(Provided information)
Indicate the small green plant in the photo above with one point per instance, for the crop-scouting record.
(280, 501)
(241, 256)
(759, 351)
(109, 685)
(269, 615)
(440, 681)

(Description of the task)
Copy out the listing above line for line, leaving every character unchanged.

(Output of the exercise)
Indicate the small green plant in the photo above with one point per instance, for the crop-scouting record.
(280, 501)
(241, 256)
(759, 351)
(109, 685)
(269, 615)
(440, 681)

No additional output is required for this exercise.